━━━ Material for this task
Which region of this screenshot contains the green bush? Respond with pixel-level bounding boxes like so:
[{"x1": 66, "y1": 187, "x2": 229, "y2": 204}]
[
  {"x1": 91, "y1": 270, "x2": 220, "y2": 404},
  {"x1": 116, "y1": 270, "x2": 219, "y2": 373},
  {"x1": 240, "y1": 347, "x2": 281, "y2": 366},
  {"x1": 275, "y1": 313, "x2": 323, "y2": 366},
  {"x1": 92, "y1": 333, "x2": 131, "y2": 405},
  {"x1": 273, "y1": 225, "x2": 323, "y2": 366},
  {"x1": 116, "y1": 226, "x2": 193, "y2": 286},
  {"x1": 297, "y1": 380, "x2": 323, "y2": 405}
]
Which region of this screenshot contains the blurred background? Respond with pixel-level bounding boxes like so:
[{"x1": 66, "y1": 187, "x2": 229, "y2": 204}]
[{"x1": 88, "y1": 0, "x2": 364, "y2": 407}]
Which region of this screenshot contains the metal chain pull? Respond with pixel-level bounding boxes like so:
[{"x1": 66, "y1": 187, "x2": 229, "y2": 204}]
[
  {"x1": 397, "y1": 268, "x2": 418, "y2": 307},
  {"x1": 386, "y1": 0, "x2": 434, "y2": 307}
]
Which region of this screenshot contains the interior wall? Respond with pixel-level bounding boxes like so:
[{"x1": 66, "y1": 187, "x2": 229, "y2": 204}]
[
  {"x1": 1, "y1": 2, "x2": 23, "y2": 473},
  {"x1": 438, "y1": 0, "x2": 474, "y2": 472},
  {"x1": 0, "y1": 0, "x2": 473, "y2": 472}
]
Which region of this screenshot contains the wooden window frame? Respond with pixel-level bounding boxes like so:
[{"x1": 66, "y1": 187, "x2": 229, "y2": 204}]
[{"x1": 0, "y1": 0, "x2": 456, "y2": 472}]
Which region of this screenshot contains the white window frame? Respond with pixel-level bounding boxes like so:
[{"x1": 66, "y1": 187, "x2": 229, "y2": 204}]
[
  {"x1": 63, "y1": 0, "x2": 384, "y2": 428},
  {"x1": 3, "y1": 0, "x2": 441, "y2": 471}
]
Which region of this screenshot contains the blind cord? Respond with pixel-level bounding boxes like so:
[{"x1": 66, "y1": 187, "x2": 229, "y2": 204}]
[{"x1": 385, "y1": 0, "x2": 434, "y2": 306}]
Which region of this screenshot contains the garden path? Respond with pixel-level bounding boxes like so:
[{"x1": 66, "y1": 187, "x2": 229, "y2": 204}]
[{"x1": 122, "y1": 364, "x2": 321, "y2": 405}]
━━━━━━
**What to do**
Out of the lines in the listing, count the ones with the word "window", then give only the number.

**Result of the task**
2